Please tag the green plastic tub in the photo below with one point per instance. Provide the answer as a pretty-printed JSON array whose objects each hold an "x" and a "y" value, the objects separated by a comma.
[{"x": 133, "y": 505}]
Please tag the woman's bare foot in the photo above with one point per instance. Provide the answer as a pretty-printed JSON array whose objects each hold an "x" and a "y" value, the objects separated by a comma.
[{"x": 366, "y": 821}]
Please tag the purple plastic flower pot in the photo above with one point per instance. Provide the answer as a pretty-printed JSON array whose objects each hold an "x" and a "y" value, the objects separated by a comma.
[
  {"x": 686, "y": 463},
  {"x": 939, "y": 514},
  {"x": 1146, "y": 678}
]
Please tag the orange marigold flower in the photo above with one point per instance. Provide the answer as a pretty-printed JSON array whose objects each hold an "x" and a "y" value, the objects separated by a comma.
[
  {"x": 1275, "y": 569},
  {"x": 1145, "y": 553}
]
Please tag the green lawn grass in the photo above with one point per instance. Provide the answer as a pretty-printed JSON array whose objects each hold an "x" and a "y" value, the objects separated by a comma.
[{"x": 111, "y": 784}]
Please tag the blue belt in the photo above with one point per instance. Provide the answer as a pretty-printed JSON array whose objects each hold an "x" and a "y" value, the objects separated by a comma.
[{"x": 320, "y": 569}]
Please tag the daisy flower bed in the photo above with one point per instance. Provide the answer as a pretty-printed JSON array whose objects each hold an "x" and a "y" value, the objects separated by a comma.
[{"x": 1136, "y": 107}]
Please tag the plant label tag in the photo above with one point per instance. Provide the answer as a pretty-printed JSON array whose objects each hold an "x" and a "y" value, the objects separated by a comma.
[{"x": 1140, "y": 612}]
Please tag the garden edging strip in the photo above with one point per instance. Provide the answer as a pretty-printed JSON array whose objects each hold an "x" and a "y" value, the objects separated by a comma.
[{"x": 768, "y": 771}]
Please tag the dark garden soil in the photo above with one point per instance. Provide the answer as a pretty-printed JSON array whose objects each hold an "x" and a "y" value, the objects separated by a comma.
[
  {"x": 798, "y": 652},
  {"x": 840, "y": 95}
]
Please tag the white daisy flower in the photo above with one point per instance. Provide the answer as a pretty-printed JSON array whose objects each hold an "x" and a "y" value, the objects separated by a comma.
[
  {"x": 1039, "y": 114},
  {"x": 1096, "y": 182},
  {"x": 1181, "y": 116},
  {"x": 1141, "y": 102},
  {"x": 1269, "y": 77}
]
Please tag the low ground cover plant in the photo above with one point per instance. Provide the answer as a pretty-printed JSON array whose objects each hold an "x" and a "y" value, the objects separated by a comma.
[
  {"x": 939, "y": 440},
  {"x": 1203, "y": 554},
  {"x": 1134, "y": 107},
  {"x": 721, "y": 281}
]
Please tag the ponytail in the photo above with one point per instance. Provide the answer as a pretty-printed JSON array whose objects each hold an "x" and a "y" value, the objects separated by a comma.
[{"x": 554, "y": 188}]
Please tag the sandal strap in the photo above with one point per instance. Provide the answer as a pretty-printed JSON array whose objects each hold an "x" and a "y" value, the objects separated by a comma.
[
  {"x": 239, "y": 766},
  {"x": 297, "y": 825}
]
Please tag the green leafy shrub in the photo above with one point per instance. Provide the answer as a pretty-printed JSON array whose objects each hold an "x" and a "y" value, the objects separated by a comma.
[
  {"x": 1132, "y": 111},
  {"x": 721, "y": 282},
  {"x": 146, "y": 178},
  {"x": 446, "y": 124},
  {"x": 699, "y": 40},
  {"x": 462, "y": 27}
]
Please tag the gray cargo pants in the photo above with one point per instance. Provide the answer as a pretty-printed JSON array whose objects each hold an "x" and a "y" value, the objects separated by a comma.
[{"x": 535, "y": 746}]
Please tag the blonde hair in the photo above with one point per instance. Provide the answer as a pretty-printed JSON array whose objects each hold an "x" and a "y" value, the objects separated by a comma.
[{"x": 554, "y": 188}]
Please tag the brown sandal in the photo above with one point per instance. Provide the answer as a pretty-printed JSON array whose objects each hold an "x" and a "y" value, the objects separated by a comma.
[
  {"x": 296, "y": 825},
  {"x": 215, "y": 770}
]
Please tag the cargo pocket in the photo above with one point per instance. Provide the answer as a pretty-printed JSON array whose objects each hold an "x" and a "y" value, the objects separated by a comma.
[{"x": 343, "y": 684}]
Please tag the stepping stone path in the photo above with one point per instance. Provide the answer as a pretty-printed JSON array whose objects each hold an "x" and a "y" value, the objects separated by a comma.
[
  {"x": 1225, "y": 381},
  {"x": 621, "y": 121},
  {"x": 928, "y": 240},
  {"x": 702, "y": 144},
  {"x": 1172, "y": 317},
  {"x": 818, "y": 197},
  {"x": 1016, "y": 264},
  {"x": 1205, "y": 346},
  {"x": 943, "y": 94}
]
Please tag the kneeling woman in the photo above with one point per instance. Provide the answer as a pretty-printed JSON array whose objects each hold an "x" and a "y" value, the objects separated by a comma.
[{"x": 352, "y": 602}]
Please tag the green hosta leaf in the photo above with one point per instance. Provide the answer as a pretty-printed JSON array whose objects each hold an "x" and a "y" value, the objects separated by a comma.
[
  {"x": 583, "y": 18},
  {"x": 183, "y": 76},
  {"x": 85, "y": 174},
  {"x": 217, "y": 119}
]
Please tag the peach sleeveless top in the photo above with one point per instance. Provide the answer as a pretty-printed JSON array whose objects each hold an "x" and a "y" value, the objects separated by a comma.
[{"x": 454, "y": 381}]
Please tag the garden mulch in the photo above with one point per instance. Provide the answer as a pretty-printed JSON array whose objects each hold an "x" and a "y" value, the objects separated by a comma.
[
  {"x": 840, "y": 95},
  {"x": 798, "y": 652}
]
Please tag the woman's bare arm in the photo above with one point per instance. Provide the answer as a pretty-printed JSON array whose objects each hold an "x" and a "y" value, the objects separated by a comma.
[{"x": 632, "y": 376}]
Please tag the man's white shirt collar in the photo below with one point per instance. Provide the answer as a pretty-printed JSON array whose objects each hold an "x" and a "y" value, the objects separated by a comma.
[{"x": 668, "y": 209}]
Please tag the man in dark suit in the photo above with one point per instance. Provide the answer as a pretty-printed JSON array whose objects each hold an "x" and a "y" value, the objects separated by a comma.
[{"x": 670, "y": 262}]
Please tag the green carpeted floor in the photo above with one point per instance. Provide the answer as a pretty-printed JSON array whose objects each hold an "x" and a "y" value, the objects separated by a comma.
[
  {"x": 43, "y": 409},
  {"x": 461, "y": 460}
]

PROBLEM:
Can you reproduce the entire listing with every "pretty-printed JSON array" changed to "formatted JSON list" and nothing else altered?

WORKED ANSWER:
Please tag the green plastic tub in the photo below with one point per instance. Provide the answer as a formatted JSON list whose objects each hold an "x" and a "y" value, the objects separated by a comma.
[{"x": 133, "y": 505}]
Please tag the woman's bare foot in the photo above with one point per instance. Provide the answer as a formatted JSON list whose objects each hold an "x" and a "y" value, the objects separated by a comma.
[{"x": 366, "y": 821}]
Please tag the purple plastic flower pot in the photo above with one point per instance. Provide the answer as a formatted JSON list whose objects each hold an "x" and a "y" value, the objects separated by a comma.
[
  {"x": 686, "y": 463},
  {"x": 939, "y": 514},
  {"x": 1146, "y": 678}
]
Please tag the orange marigold flower in the photo above with one point per instance. Provide the answer as a formatted JSON list whose objects each hold an "x" and a "y" value, the objects separated by a comma.
[
  {"x": 1275, "y": 569},
  {"x": 1145, "y": 553}
]
Please tag the green lawn grass in the photo above with one point per instance. Provide the answer as a formatted JSON list whose objects each hold an "x" and a "y" value, the objects separated by a comma.
[{"x": 111, "y": 784}]
Please tag the blue belt in the photo above with one point per instance. Provide the answer as a formatted JSON list whose objects each hold an "x" and a "y" value, the objects separated by a comma.
[{"x": 320, "y": 569}]
Please tag the daisy flower bed in the photo above with one point per instance. Provide the answer as a formatted JSON list whose objects each hold an "x" and a "y" value, the objects separated by a comma.
[{"x": 1136, "y": 107}]
Please tag the plant label tag in the photo above with one point per instance. Provide the answer as a formatted JSON list whose objects each hold an "x" and a "y" value, the objects separated by a comma.
[{"x": 1140, "y": 612}]
Please tag the garden edging strip in the photo above with one point per instance. Provide the answer as a formatted JSON list whose objects each hold an "x" and a "y" value, the objects separated by a comma.
[{"x": 768, "y": 771}]
Please tag the dark garden soil in the photo above with one point per instance. Provide the answer as a formatted JSON list whose objects each hold an "x" and a "y" value, the objects separated by a comma.
[
  {"x": 798, "y": 652},
  {"x": 840, "y": 95}
]
Please tag the white daisy flower in the photo above with one point per instance. Provide the answer as a formatted JSON list whose objects each hold an "x" and a "y" value, the objects separated by a comma.
[
  {"x": 1039, "y": 114},
  {"x": 1096, "y": 182},
  {"x": 1181, "y": 116},
  {"x": 1141, "y": 102},
  {"x": 1269, "y": 77}
]
Please tag the low ground cover plant in the photo above with one point per instance. Provide the answer as a formatted JSON list whose objects each hold an "x" and a "y" value, the objects separated by a comma.
[
  {"x": 939, "y": 440},
  {"x": 1203, "y": 554},
  {"x": 1134, "y": 107},
  {"x": 721, "y": 281}
]
Please tag the ponytail in the photo above with one point per instance. Provide the answer as a formatted JSON list whose objects each hold an "x" and a "y" value, the objects separated by a comma.
[{"x": 554, "y": 188}]
Please tag the sandal strap in the photo above with one point per instance. Provide the answer as a formatted JSON list whose objects each hold an "x" and a "y" value, the objects separated by a comma.
[
  {"x": 239, "y": 766},
  {"x": 297, "y": 825}
]
Please tag the green leafy shrub in the photo above with one point per instance. Provide the answer as a formatted JSON list whose objects each hold an "x" and a "y" value, the objects separated by a comma.
[
  {"x": 1132, "y": 111},
  {"x": 721, "y": 282},
  {"x": 146, "y": 178},
  {"x": 446, "y": 124},
  {"x": 699, "y": 40},
  {"x": 462, "y": 27}
]
Please tag the gray cargo pants in the photo above with one point per instance. Provide the answer as a formatted JSON list whose objects each hold an "x" and a "y" value, the objects separated by a comma.
[{"x": 535, "y": 746}]
Please tag the blonde hair in the photo above with one point per instance. Provide the answer as a formatted JSON list whose objects each hold an "x" and a "y" value, the objects separated by a comma.
[{"x": 554, "y": 188}]
Please tag the brown sandal in the photo above with one point per instance. Provide the answer as a formatted JSON list whose objects each hold an "x" and a "y" value, the objects separated by a comma.
[
  {"x": 296, "y": 825},
  {"x": 215, "y": 770}
]
Please tag the cargo pocket in the photo above with one point per instance. Provide the answer as a formatted JSON list whose objects each hold an "x" and a "y" value, the objects separated by a comma.
[{"x": 343, "y": 684}]
Please tag the stepping stone path in the photo above with one point per instance. Provide the answer as a formatted JSON list whose objects each hold an "x" and a "y" value, the objects separated by a comma.
[
  {"x": 1225, "y": 381},
  {"x": 621, "y": 121},
  {"x": 928, "y": 240},
  {"x": 702, "y": 144},
  {"x": 1172, "y": 317},
  {"x": 818, "y": 197},
  {"x": 1016, "y": 264},
  {"x": 1205, "y": 346},
  {"x": 943, "y": 94}
]
Please tag the kneeling woman in the photo above with one point per instance. Provide the answer as a formatted JSON list whose objects each hold an "x" and a "y" value, the objects separated by a comma.
[{"x": 352, "y": 602}]
Please tag the green hosta leaf in the photo above with one point per instance. Provide the answer as a formatted JSON list whose objects each hold an "x" and a "y" value, the objects separated by a comma.
[
  {"x": 583, "y": 18},
  {"x": 183, "y": 76},
  {"x": 85, "y": 174},
  {"x": 217, "y": 119}
]
Please tag the peach sleeveless top in the photo above with one point per instance. Provide the answer as a formatted JSON list whose objects each hold an "x" and a "y" value, the objects separated by a comma.
[{"x": 454, "y": 381}]
Please tag the garden mulch in the photo above with one point per instance. Provide the answer as a formatted JSON list whose objects each hold an "x" and a "y" value, the objects separated by a comma.
[
  {"x": 840, "y": 95},
  {"x": 798, "y": 652}
]
Please tag the woman's bare arm in the photo above with one point per instance. Provide the answer as a formatted JSON list whose objects each hold an "x" and a "y" value, the objects separated by a comma.
[{"x": 632, "y": 376}]
Please tag the man's white shirt collar in the photo below with one point per instance. Provide the answer as a formatted JSON list whose objects each hold an "x" and a "y" value, the objects separated by a comma.
[{"x": 668, "y": 209}]
Please tag the man in dark suit in the photo above with one point per instance. Provide the answer as a formatted JSON list whose objects each hold an "x" and a "y" value, the objects separated by a comma.
[{"x": 670, "y": 262}]
Please tag the green carpeted floor in the photo above with one point per instance. Provide the answer as a formatted JSON list whose objects each hold an "x" and a "y" value, the objects separated by a comma.
[
  {"x": 43, "y": 409},
  {"x": 461, "y": 460}
]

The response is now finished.